PASSAGE SOURCE:
□ □ □ □ □
Franc-Comtois, Pierre
Lefranc vient au monde le 26 novembre 1815 dans un petit
village du Jura, Montmirey-la-ville. En 1846, il a donc
31 ans. Issu d'un milieu modeste, composé de
petits propriétaires terriens et d'hommes de loi,
il est le quatrième enfant d'une famille qui
devait en compter six.
De la prime enfance de Pierre
Lefranc, nous ne savons que bien peu de choses. Ses
études sont incomplètes. Il ne
fréquente aucun collège et c'est le
curé du village qui éveille chez lui le
goût des études. Adolescent, c'est son
frère Victor, séminariste, qui lui enseigne
les langues classiques. Plus tard, on dira de Pierre
Lefranc qu'il était "doué d'une
intelligence assez remarquable et que les sciences et les
lettres avaient pour lui un attrait
invincible".
Formé intellectuellement
par des prêtres, pris entre un père ancien
volontaire de 1792 pour qui tous les hommes de la Grande
Révolution étaient des héros et une
mère très pieuse, pour qui ces mêmes
hommes étaient des scélérats, Pierre
Lefranc sort de cette éducation première
envahi par le doute et une incertitude qui
l'accompagneront longtemps. Homme mûr, il se
rangera, idéologiquement parlant, du
côté de l'ancien volontaire de 1792. Au plan
religieux et notamment au crépuscule de sa vie, sa
vieille éducation judéo-chrétienne
le fléchira sans pour autant totalement triompher.
Ce sera une des dualités de sa vie,
peut-être la plus importante.
Enfant de faible complexion, le
jeune Pierre est plus attiré par les livres que
par le rude métier de paysan. Toutefois,
jusqu'à 16 ans, sa vie s'écoule entre les
travaux des champs et l'étude de son père
où il fait toutes les écritures. Lorsque
l'âge se faisant sentir, celui-ci abandonne, en
1831, sa charge d'huissier, Pierre, alors
âgé de 16 ans, part à Dole où
il s'emploie comme clerc chez un important avoué
de la ville, Me Bey. Pierre y reste jusqu'à un
jour de l'année 1835. Il rentre alors chez un
notaire de Dole, Me Adeleine, en qualité de
premier clerc. C'est à ce moment qu'il commettra
quelques excès qu'on lui reprochera plus tard et
qui en mai ou juin 1937 lui ferment les portes de son
travail.
□ □ □ □ □
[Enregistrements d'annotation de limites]
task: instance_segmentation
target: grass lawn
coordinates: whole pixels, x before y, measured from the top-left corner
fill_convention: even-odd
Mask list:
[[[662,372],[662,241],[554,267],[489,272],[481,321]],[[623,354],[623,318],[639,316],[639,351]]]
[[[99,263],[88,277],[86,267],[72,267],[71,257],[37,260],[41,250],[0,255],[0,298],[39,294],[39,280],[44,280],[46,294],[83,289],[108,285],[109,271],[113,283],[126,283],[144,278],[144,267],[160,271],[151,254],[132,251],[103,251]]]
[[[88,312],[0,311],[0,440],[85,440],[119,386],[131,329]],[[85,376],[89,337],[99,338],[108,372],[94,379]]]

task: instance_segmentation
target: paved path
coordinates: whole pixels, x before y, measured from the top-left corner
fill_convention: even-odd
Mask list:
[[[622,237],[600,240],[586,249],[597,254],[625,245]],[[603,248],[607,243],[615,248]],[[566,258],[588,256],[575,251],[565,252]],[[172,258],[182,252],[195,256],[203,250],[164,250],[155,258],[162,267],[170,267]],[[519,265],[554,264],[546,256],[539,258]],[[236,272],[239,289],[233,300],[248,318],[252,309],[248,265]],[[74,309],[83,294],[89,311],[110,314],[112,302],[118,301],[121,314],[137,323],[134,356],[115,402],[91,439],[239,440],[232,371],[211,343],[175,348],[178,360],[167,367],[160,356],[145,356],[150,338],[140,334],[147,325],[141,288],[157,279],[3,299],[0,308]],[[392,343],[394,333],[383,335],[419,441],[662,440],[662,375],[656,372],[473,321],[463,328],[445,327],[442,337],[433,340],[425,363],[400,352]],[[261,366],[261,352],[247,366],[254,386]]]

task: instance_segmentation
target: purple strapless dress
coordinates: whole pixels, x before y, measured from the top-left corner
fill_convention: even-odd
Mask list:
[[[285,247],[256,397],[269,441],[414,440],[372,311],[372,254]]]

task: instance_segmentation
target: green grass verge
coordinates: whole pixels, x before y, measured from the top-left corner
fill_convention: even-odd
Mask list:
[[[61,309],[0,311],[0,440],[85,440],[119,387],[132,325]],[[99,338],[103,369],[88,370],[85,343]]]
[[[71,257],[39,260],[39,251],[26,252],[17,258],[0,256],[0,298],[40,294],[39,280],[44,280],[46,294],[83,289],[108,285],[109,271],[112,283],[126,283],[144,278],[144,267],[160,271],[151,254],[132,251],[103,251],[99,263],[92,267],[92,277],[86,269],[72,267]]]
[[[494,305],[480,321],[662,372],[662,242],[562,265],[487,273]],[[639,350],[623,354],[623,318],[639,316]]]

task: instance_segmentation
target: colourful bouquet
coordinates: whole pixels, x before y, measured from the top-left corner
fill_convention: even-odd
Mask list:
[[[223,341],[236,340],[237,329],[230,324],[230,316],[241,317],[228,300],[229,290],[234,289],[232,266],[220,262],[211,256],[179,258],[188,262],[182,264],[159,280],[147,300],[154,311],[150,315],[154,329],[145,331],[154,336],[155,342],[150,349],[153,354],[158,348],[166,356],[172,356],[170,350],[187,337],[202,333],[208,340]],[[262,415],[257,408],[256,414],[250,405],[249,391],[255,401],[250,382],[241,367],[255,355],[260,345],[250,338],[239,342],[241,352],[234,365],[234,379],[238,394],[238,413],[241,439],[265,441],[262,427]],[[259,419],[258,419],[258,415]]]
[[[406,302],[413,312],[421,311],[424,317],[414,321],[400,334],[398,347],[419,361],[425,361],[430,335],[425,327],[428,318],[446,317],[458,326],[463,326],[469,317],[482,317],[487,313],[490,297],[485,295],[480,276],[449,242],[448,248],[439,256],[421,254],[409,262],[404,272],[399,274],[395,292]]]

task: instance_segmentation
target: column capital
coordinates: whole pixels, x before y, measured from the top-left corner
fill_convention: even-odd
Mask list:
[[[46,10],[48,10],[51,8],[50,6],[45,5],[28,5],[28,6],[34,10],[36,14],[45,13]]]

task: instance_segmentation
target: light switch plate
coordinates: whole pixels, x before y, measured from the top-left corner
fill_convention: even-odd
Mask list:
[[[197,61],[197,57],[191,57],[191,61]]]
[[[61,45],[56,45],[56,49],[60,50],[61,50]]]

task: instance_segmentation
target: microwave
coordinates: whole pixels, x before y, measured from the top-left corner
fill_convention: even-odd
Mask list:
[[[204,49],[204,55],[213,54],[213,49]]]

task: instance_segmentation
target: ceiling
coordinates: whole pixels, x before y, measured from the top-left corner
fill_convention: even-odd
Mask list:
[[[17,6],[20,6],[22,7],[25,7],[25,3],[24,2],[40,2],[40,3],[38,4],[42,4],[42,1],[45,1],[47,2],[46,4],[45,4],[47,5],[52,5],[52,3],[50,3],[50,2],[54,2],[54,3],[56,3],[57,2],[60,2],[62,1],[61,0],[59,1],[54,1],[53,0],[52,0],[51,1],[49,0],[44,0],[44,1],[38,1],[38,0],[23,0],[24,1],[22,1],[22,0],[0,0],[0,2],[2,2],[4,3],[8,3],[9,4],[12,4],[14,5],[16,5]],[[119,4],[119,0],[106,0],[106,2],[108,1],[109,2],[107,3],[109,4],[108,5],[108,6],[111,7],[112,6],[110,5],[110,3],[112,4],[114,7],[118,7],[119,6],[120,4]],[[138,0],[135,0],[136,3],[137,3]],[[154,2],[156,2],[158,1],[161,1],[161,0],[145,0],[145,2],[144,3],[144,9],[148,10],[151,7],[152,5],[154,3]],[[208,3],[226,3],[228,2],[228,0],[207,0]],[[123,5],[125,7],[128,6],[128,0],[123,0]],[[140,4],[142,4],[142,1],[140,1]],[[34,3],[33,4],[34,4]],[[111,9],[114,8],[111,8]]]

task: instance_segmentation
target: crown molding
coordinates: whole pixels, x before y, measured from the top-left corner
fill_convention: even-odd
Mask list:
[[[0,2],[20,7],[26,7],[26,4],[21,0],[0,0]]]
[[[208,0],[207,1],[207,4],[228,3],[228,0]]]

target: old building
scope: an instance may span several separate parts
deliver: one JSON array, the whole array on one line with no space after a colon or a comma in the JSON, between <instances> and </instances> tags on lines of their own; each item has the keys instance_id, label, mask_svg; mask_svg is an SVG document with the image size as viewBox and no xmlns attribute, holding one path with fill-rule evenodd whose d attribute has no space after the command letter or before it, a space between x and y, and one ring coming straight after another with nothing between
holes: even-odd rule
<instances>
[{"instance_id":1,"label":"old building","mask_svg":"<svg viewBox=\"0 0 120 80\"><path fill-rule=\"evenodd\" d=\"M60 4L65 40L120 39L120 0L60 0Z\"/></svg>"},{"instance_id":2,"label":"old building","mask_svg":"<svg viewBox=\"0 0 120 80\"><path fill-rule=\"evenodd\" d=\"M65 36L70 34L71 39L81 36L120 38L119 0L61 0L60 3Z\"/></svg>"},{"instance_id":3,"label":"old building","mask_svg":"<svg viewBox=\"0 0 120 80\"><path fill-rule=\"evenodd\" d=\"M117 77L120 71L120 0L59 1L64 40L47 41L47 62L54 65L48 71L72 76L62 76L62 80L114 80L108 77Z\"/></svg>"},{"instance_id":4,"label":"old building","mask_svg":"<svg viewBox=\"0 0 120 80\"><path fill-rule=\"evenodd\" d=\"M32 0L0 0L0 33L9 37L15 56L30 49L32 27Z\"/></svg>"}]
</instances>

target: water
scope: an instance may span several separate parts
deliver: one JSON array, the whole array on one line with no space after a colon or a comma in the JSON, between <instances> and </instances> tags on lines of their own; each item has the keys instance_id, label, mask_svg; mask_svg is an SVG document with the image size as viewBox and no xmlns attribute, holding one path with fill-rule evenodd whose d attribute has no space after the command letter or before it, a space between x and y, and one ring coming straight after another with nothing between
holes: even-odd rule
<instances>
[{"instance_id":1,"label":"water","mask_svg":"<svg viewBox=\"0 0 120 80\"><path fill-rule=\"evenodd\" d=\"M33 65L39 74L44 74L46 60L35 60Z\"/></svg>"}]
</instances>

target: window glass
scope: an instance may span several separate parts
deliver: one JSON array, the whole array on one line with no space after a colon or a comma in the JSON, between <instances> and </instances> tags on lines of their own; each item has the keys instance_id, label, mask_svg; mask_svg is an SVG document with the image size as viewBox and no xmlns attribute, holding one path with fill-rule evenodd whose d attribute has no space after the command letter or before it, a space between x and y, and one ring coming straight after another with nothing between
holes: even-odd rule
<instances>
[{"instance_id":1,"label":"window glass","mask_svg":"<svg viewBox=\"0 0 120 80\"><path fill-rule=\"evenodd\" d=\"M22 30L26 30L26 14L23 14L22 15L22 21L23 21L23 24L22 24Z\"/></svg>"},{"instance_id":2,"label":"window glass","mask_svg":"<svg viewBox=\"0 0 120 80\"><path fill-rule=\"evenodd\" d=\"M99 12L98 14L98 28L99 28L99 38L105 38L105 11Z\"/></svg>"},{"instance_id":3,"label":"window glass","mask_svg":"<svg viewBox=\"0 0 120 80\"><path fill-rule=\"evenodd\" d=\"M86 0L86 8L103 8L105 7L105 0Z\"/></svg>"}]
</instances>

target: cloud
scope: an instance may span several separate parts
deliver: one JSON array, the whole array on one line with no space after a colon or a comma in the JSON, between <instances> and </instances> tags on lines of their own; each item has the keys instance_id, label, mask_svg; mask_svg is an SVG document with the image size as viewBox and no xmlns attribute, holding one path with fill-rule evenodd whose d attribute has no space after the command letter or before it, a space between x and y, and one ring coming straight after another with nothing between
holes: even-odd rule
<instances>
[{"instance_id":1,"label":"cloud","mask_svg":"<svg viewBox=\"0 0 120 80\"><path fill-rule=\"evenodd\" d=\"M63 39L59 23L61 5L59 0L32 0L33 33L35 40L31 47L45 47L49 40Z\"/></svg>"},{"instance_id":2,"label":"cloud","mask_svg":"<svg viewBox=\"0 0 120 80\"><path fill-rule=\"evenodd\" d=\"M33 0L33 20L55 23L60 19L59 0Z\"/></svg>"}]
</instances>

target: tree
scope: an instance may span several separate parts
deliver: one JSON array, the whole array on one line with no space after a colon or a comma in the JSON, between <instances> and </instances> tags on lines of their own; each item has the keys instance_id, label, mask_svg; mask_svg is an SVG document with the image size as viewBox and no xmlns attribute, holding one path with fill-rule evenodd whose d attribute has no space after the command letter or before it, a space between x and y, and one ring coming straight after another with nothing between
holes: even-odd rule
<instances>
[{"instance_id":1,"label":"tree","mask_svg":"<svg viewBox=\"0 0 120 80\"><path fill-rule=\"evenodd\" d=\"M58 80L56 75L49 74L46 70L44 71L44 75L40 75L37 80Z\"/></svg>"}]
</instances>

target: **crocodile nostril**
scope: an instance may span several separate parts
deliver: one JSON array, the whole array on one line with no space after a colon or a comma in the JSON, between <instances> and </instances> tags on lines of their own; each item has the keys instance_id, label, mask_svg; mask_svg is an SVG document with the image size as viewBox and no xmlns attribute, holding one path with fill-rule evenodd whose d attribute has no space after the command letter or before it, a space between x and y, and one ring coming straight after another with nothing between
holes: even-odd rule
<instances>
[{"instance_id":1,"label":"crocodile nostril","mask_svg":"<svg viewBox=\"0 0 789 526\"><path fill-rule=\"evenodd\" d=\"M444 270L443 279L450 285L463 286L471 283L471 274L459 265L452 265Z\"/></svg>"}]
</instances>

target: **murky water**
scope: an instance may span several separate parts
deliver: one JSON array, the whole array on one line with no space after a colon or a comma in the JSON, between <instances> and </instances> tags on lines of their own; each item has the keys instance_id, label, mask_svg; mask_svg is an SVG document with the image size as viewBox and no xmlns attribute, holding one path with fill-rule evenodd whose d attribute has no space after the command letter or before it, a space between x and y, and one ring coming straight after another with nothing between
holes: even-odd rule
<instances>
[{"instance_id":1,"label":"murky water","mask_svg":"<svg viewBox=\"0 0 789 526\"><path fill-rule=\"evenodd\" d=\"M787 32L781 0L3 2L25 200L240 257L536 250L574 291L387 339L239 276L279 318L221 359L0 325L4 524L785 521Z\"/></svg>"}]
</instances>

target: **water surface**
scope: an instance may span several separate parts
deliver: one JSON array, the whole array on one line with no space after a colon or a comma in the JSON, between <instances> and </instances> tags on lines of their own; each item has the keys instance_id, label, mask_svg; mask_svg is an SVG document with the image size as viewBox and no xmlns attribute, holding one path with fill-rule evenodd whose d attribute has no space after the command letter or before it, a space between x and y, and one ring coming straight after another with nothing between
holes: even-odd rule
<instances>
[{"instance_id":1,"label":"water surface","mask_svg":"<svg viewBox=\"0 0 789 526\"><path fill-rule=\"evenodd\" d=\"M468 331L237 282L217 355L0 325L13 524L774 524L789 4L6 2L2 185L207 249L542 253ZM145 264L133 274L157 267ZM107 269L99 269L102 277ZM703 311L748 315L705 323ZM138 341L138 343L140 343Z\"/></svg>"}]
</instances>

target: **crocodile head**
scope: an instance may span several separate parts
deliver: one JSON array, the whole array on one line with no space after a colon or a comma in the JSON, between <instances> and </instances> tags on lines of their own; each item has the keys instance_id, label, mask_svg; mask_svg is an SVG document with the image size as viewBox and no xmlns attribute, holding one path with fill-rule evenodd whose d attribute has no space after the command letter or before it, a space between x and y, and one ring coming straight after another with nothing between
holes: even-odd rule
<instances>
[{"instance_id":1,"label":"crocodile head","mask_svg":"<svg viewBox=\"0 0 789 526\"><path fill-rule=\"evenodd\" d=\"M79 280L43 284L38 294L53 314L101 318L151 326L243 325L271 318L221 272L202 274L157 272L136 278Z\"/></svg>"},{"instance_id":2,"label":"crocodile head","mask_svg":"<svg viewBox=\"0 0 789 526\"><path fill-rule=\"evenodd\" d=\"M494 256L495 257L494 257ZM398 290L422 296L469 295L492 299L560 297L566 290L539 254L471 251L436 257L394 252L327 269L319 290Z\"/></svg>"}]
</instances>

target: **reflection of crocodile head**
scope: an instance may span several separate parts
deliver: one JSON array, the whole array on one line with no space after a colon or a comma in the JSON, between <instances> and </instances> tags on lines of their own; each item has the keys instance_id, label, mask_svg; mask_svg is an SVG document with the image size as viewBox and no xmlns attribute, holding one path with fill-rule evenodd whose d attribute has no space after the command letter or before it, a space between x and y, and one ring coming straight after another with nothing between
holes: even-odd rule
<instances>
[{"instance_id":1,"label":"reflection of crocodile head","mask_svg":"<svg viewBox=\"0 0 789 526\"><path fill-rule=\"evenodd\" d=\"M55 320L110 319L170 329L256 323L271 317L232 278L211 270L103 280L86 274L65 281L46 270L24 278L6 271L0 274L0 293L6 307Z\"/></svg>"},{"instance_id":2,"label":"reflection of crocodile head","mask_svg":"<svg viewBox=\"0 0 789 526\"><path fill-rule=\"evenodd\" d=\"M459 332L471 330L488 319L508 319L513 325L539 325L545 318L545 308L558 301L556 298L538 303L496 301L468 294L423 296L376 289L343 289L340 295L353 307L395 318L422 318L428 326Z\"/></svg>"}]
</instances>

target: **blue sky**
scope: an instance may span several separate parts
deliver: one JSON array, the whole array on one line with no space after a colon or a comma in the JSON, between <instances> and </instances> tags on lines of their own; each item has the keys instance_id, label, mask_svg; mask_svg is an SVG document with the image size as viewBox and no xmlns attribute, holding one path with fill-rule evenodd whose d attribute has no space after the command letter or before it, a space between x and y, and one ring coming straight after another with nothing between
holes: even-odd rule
□ □ □ □ □
PROBLÈME COURT 1:
Renvoyez la partie du passage source qui va de « Formé intellectuellement » jusqu'à « autant totalement triompher. » inclus.
PROBLÈME COURT 2:
Traduisez en anglais cette phrase du passage source : « Enfant de faible complexion, le jeune Pierre est plus attiré par les livres que par le rude métier de paysan. »
PROBLÈME COURT 3:
Pour chacune des affirmations suivantes, dites si elle concorde avec le passage source. Répondez par oui ou non et citez les mots décisifs. (a) Pierre Lefranc est né dans un village du Jura. (b) Pierre Lefranc a fréquenté un collège. (c) À Dole, Pierre Lefranc travaille d'abord chez le notaire Me Adeleine.
Le matériel n'intervient pas dans ce travail.

RÉPONSE ATTENDUE 1:
Formé intellectuellement
par des prêtres, pris entre un père ancien
volontaire de 1792 pour qui tous les hommes de la Grande
Révolution étaient des héros et une
mère très pieuse, pour qui ces mêmes
hommes étaient des scélérats, Pierre
Lefranc sort de cette éducation première
envahi par le doute et une incertitude qui
l'accompagneront longtemps. Homme mûr, il se
rangera, idéologiquement parlant, du
côté de l'ancien volontaire de 1792. Au plan
religieux et notamment au crépuscule de sa vie, sa
vieille éducation judéo-chrétienne
le fléchira sans pour autant totalement triompher.

RÉPONSE ATTENDUE 2:
A child of frail constitution, young Pierre is more drawn to books than to the hard trade of a farmer.

RÉPONSE ATTENDUE 3:
(a) Oui : « vient au monde le 26 novembre 1815 dans un petit village du Jura, Montmirey-la-ville ».
(b) Non : « Il ne fréquente aucun collège ».
(c) Non : « il s'emploie comme clerc chez un important avoué de la ville, Me Bey ».